▸ What you are asked to do: Give the entries starting at the line that contains "label the truck shadow" and ending at the line that contains "label the dry" as a JSON list of strings, one string per line, with blank lines omitted. Include both of those lines and nothing outside that span.

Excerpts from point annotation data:
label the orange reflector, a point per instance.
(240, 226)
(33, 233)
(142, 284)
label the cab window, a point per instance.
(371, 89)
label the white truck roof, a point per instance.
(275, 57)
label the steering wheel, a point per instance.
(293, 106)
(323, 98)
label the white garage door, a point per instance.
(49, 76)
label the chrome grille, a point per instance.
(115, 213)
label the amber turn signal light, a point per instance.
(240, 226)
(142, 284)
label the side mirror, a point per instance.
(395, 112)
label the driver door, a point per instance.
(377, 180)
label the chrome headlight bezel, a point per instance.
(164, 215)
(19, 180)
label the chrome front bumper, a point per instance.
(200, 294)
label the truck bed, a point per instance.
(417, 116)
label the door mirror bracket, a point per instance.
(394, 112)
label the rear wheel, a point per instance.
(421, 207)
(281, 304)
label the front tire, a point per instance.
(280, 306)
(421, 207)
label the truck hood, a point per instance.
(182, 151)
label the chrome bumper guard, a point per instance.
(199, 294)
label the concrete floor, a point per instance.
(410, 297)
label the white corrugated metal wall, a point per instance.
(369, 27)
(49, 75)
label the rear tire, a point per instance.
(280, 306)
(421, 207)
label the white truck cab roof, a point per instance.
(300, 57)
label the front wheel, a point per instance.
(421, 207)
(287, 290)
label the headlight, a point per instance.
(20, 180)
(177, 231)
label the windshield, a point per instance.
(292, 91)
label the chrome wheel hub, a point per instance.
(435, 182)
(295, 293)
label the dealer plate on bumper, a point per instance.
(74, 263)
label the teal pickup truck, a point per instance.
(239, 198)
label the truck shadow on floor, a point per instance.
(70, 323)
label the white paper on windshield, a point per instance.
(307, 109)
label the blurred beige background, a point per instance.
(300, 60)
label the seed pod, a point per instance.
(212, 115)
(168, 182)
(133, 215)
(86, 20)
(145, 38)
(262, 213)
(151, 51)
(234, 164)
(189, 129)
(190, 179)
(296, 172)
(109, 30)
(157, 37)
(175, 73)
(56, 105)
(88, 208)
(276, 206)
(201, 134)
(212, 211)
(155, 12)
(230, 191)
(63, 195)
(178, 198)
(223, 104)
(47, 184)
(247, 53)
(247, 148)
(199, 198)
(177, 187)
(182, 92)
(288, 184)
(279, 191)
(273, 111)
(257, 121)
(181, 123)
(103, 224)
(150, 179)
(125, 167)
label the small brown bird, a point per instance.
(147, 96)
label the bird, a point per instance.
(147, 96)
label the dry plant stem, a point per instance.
...
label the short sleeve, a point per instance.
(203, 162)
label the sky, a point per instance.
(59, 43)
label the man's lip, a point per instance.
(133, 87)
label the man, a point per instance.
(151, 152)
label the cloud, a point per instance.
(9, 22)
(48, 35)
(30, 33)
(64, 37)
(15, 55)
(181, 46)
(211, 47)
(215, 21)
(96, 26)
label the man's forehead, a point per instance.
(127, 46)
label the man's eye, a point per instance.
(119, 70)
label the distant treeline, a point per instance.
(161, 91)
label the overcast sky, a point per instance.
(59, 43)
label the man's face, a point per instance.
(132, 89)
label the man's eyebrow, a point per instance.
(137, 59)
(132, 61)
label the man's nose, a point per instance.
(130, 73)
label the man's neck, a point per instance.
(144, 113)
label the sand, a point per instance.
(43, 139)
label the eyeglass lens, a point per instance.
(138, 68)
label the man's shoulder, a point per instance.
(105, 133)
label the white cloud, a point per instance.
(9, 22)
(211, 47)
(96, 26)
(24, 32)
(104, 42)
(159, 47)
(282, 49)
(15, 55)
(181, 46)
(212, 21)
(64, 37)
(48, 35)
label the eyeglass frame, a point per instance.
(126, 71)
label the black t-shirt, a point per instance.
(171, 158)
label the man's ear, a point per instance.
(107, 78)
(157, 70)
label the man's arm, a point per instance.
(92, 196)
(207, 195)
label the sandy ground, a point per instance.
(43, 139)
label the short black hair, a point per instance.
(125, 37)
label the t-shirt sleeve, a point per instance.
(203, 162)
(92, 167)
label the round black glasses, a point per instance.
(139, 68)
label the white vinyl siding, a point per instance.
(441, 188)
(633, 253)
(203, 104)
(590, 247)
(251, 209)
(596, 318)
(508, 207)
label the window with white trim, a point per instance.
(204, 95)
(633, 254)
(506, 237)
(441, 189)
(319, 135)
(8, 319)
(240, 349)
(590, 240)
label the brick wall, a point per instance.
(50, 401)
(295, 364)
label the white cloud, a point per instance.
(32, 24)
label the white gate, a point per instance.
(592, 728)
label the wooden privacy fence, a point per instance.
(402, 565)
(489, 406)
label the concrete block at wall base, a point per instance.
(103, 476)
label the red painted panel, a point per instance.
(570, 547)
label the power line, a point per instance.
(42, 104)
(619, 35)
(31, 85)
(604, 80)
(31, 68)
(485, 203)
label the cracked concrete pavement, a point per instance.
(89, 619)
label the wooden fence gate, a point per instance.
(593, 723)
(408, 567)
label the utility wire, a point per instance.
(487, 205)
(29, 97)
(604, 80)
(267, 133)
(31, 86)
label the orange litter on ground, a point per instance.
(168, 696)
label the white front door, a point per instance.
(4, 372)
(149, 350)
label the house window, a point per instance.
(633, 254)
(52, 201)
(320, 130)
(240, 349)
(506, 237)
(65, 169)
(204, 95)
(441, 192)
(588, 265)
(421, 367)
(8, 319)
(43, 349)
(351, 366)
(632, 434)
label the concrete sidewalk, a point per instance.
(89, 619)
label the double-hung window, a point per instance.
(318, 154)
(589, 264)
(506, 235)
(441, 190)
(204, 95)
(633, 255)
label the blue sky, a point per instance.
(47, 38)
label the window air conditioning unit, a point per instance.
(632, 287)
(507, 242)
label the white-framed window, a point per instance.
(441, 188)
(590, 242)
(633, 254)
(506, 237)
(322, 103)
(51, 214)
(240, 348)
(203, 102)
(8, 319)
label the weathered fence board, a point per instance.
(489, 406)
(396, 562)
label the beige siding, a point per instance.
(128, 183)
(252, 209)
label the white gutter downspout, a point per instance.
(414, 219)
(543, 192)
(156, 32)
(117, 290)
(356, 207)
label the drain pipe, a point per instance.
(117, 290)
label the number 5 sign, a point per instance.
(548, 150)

▸ Written solution:
[
  "label the truck shadow on floor, a point per instance.",
  "(70, 323)",
  "label the white paper on windshield, a point per instance.",
  "(307, 109)",
  "label the blurred beige background, a point per instance.",
  "(300, 60)",
  "label the seed pod, a point per instance.",
  "(212, 115)",
  "(168, 182)",
  "(133, 215)",
  "(86, 20)",
  "(145, 38)",
  "(262, 213)",
  "(151, 51)",
  "(234, 164)",
  "(189, 129)",
  "(190, 179)",
  "(296, 172)",
  "(109, 30)",
  "(157, 37)",
  "(175, 73)",
  "(56, 105)",
  "(88, 208)",
  "(276, 206)",
  "(201, 134)",
  "(212, 211)",
  "(155, 12)",
  "(230, 191)",
  "(63, 195)",
  "(178, 198)",
  "(223, 104)",
  "(47, 184)",
  "(247, 53)",
  "(247, 148)",
  "(199, 198)",
  "(177, 187)",
  "(182, 92)",
  "(288, 184)",
  "(279, 191)",
  "(273, 111)",
  "(257, 121)",
  "(181, 123)",
  "(103, 224)",
  "(150, 179)",
  "(125, 167)",
  "label the small brown bird, a point per instance.",
  "(147, 96)",
  "label the bird, a point per instance.",
  "(147, 96)",
  "label the dry plant stem, a point per instance."
]